Copy word for word the lines of the entries below, from the line containing "Point out the distant peak" through the line containing "[(258, 256), (178, 251)]", both included.

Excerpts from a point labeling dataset
--------------------------------
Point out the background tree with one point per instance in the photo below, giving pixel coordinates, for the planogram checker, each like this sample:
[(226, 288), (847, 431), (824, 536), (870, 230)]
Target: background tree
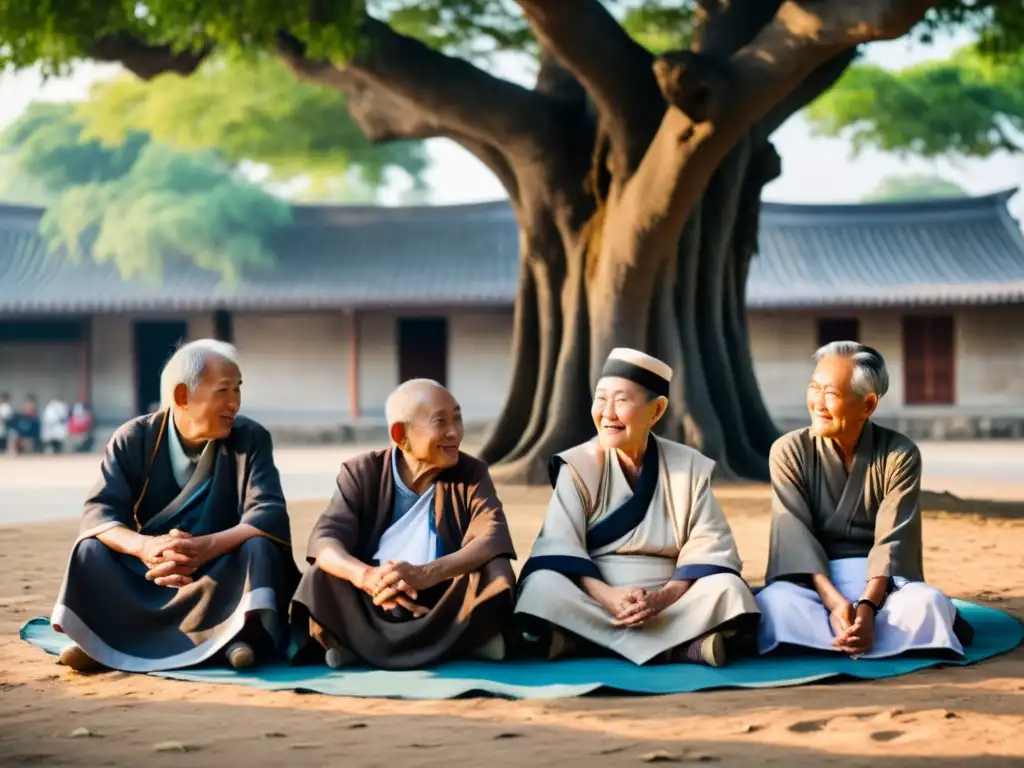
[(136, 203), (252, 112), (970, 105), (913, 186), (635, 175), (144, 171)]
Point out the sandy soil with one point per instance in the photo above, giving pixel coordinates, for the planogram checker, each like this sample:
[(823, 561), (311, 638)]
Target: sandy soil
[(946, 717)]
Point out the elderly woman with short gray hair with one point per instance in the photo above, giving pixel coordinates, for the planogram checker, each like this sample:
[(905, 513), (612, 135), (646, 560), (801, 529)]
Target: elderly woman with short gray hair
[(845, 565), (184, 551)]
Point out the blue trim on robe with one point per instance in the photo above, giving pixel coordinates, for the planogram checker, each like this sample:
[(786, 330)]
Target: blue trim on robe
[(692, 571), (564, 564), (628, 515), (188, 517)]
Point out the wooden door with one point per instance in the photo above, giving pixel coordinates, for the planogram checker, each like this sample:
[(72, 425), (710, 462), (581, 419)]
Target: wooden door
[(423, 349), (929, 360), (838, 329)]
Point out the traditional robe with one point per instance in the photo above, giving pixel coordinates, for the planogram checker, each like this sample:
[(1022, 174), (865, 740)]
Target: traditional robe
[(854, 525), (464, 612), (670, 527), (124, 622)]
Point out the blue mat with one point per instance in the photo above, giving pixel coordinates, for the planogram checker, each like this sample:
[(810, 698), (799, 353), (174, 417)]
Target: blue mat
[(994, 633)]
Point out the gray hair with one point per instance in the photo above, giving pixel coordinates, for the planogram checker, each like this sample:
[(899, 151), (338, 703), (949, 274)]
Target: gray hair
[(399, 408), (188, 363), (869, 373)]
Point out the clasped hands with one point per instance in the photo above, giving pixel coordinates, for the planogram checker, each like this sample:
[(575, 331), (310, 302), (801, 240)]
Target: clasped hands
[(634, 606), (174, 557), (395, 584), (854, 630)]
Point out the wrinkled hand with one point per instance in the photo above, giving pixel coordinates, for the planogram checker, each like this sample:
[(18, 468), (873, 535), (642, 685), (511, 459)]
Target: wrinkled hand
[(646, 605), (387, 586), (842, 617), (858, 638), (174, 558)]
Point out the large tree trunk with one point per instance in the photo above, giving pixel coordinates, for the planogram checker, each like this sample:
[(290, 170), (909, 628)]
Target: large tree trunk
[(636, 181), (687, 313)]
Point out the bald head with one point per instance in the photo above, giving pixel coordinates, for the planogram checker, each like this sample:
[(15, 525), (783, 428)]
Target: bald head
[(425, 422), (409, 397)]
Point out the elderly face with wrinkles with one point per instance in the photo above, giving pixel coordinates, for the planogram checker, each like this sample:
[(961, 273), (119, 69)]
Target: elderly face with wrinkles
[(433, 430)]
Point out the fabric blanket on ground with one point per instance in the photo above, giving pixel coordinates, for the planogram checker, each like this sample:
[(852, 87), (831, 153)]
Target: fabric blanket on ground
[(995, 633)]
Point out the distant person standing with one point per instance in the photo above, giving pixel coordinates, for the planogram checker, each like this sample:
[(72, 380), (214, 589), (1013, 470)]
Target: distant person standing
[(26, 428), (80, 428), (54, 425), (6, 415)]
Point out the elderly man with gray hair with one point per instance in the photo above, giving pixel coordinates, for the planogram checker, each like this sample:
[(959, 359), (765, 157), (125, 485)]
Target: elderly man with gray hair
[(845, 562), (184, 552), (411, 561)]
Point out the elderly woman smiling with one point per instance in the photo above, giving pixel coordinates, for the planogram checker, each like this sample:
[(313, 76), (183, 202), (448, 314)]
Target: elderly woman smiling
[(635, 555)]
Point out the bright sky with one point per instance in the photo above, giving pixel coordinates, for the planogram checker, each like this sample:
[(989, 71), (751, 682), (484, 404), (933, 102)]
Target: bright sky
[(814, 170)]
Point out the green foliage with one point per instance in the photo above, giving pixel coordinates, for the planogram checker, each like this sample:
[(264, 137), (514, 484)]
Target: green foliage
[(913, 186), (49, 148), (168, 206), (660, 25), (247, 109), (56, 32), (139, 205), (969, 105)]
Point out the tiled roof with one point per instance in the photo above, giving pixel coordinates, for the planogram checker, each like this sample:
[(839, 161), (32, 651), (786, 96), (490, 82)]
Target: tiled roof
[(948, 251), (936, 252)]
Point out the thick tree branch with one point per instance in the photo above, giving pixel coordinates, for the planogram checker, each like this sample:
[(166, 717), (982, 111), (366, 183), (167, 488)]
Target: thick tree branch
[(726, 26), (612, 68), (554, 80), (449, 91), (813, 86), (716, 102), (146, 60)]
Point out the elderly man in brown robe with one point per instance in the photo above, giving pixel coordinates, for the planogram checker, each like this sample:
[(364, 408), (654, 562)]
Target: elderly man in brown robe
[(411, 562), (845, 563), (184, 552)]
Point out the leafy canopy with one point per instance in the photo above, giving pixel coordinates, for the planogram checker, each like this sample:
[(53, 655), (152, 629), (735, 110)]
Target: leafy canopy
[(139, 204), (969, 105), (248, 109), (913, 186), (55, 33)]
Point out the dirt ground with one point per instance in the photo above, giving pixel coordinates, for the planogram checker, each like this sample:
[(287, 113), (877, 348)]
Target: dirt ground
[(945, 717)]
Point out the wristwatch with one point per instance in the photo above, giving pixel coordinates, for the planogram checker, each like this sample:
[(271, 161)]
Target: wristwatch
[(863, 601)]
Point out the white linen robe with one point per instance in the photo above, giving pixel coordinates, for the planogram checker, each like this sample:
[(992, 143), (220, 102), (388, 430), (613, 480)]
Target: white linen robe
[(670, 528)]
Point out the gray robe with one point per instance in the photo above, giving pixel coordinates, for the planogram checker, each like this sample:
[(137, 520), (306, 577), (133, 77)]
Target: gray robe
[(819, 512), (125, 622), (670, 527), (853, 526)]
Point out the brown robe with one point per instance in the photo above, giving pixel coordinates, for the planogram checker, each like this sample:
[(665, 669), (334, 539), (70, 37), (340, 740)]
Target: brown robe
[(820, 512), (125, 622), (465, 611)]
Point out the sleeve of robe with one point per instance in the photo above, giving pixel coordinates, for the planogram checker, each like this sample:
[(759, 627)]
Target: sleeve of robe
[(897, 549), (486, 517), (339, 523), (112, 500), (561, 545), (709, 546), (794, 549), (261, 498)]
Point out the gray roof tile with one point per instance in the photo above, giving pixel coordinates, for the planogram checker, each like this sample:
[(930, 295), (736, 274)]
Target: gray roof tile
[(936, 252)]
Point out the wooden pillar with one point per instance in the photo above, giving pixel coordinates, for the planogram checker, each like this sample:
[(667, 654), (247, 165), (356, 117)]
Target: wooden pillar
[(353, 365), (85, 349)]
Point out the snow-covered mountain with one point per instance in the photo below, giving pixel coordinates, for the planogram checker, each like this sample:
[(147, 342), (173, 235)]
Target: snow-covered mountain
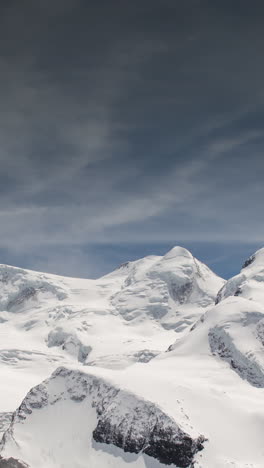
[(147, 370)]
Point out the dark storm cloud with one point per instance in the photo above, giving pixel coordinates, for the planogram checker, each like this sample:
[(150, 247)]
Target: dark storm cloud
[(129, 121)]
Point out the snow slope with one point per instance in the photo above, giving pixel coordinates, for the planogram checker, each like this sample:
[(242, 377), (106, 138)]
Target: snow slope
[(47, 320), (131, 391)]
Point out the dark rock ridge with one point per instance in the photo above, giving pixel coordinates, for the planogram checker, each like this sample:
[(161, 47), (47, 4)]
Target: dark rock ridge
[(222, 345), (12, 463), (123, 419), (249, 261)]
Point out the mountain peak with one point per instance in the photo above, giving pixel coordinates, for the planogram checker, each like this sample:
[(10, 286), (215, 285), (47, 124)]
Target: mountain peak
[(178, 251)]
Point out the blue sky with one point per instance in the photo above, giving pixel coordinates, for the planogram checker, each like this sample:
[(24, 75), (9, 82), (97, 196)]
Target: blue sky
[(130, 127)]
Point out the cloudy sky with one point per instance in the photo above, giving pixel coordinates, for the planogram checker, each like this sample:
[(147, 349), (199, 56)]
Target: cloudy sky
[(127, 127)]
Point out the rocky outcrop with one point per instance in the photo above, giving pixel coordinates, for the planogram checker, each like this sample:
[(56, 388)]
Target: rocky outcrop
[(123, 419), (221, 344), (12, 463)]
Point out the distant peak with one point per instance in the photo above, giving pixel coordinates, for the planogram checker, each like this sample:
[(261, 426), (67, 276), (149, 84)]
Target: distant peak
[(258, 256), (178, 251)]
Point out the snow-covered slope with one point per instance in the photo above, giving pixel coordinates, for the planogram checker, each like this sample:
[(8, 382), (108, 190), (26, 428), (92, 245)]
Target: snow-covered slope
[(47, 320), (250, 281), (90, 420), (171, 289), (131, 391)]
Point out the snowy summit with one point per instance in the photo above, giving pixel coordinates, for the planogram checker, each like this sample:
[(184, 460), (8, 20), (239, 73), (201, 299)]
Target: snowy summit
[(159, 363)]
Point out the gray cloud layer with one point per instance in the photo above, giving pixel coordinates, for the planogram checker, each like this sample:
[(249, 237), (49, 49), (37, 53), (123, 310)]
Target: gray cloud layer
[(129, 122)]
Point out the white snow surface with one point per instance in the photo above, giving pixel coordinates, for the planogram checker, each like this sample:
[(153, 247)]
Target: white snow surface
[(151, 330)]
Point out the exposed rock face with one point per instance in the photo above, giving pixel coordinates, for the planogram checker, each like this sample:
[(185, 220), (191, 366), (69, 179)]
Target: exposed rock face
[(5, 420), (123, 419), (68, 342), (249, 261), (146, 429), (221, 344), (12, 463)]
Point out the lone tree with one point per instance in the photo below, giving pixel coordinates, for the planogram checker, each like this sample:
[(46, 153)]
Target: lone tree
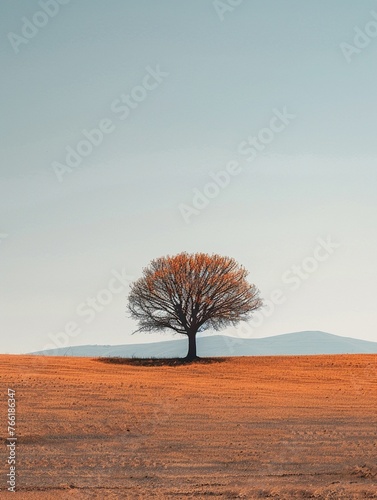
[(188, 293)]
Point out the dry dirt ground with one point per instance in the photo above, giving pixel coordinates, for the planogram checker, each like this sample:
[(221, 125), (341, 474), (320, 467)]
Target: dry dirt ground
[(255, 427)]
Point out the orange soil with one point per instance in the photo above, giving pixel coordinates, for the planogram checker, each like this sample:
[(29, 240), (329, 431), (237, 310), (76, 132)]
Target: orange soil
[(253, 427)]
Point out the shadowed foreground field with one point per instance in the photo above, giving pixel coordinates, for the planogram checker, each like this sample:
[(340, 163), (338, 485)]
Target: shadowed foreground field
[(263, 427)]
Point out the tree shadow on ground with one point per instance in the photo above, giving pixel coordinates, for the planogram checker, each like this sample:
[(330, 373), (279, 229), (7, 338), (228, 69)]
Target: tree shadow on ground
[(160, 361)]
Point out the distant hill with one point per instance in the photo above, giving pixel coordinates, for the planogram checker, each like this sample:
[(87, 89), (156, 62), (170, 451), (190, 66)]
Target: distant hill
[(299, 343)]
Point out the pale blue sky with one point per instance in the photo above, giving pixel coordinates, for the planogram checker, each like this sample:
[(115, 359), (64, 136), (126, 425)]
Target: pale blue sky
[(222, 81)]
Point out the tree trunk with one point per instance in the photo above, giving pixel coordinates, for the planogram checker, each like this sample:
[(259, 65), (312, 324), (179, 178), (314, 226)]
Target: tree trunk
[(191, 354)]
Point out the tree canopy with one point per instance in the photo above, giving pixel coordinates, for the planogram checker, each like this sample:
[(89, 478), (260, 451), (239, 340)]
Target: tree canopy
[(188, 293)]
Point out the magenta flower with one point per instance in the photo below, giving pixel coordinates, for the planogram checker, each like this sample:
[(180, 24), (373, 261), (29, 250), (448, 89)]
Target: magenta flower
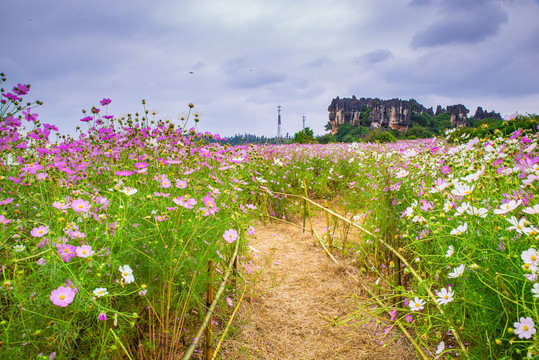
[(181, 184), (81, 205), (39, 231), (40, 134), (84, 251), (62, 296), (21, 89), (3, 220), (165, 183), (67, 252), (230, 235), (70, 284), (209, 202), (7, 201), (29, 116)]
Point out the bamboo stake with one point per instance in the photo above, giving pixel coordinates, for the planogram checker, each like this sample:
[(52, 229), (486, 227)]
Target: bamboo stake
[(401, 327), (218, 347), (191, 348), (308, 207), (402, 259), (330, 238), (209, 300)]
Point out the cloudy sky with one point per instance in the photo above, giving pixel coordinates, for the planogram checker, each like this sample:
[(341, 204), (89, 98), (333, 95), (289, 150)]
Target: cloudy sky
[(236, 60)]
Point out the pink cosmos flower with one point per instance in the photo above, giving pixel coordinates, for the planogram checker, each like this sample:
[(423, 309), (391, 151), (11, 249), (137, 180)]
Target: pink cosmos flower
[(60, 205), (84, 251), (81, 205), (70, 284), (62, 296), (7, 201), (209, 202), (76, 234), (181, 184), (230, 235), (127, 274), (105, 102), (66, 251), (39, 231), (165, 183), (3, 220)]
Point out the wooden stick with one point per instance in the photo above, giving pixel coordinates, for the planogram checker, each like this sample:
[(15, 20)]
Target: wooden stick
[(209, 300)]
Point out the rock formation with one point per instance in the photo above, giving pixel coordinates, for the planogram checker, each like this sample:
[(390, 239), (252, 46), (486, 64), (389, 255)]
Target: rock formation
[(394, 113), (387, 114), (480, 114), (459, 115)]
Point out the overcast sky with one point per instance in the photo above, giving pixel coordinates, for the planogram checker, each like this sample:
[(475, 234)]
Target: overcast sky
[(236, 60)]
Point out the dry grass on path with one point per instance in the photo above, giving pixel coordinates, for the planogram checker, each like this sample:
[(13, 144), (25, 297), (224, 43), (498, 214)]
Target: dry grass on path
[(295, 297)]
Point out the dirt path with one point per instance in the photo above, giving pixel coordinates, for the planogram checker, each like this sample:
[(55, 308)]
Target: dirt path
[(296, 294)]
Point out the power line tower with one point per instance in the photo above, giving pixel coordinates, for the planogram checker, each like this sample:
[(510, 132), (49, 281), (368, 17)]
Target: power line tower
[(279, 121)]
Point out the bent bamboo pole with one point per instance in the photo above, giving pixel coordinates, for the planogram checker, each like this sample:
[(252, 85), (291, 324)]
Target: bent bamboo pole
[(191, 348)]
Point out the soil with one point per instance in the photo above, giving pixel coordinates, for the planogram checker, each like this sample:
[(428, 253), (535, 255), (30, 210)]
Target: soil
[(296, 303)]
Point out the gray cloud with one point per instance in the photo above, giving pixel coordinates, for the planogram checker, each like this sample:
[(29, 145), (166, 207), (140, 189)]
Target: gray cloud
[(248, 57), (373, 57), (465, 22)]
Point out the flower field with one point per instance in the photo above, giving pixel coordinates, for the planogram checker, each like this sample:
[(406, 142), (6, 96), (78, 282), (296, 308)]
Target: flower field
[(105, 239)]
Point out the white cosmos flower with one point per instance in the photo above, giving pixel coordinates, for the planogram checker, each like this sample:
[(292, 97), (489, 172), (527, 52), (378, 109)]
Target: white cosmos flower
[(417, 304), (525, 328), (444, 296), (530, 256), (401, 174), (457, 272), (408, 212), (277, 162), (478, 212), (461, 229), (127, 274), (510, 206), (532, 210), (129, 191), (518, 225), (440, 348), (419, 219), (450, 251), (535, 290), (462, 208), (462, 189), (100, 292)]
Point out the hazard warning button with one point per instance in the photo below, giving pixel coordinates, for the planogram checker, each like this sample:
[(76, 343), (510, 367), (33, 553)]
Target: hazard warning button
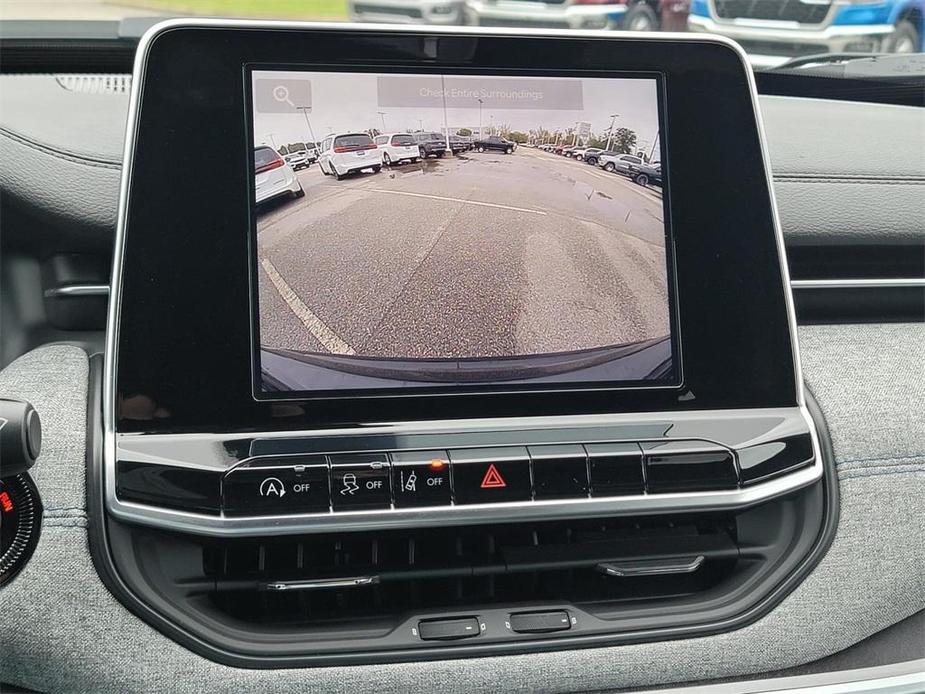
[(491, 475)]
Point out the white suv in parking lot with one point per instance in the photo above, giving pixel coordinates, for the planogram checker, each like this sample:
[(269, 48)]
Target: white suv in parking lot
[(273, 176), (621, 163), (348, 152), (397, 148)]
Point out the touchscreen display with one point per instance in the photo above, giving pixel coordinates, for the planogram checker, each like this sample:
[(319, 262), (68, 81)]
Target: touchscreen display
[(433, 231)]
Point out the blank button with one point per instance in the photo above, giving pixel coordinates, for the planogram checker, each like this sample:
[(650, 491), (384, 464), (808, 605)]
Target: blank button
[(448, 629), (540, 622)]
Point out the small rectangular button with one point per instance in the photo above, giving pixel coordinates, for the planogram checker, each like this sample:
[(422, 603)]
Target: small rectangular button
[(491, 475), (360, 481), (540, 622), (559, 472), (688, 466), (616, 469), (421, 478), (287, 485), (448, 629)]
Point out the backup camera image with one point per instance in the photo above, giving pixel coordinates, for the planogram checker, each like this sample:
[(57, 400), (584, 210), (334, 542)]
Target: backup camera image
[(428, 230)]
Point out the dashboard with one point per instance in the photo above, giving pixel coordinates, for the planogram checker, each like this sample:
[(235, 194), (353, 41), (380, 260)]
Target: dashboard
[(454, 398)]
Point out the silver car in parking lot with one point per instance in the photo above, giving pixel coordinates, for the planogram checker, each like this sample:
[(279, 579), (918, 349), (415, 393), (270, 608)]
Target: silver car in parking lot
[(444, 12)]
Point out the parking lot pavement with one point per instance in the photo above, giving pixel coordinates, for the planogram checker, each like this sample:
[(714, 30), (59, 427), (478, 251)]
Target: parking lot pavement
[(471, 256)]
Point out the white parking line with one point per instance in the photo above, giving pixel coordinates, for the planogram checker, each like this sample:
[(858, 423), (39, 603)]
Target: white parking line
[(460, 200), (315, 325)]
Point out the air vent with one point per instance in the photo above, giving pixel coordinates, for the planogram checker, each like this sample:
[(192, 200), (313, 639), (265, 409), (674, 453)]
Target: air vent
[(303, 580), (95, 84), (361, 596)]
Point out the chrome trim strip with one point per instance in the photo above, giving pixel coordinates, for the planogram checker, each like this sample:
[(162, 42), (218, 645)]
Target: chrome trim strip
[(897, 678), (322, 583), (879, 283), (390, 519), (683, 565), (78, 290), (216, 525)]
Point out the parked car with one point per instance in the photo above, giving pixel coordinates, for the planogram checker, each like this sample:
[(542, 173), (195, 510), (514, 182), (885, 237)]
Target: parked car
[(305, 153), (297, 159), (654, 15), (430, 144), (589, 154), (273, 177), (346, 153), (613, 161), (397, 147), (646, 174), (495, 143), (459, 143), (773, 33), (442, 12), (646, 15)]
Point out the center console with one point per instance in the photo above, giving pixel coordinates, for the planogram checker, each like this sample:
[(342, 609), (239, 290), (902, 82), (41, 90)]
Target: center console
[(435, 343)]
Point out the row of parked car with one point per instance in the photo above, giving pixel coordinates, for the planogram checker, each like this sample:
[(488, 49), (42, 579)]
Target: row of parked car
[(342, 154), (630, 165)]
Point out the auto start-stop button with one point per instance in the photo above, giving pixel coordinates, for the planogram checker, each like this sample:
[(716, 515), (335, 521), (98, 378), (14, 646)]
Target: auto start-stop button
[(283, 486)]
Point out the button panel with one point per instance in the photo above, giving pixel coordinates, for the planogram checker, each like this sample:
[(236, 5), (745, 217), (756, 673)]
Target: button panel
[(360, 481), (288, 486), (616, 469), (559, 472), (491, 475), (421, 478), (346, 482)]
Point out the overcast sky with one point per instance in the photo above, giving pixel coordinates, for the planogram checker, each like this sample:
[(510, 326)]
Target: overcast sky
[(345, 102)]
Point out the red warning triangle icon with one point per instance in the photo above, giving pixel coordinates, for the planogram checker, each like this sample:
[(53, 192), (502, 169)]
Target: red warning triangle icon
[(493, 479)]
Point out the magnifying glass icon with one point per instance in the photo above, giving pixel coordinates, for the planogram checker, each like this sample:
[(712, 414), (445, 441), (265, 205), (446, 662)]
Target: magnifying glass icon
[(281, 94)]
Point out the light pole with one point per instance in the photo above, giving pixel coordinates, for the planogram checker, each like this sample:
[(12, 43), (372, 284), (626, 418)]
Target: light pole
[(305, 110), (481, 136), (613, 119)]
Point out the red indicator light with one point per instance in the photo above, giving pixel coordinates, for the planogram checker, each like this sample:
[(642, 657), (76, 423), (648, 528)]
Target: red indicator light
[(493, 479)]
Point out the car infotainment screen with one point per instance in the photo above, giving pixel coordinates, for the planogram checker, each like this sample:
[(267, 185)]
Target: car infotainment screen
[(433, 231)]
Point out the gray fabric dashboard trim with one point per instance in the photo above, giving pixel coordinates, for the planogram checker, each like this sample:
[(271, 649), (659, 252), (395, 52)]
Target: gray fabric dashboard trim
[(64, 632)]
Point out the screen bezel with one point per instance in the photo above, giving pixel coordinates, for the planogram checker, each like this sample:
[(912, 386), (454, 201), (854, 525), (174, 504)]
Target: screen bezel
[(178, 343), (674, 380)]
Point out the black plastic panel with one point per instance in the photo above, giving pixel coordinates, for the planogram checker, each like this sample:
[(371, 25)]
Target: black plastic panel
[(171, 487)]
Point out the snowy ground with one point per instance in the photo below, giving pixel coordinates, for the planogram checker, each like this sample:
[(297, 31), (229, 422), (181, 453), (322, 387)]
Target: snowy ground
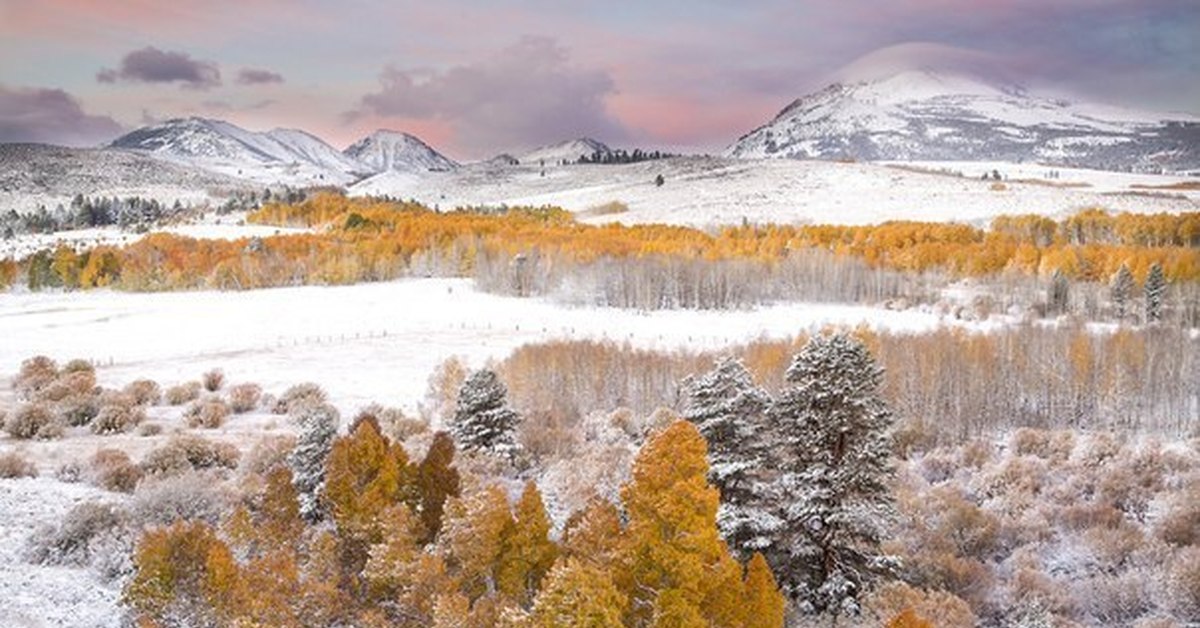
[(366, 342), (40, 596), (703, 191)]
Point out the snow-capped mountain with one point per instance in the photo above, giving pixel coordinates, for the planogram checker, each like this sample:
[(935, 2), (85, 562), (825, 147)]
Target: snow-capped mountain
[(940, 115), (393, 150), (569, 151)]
--------------------------------
OUTPUT OF THE EXERCISE
Point out the distant peak with one point per instance in the photo above, giving pixel coordinates, for the planogram checker, each like this sample:
[(261, 426), (67, 276), (149, 84)]
Target: distant peak
[(258, 256), (178, 251)]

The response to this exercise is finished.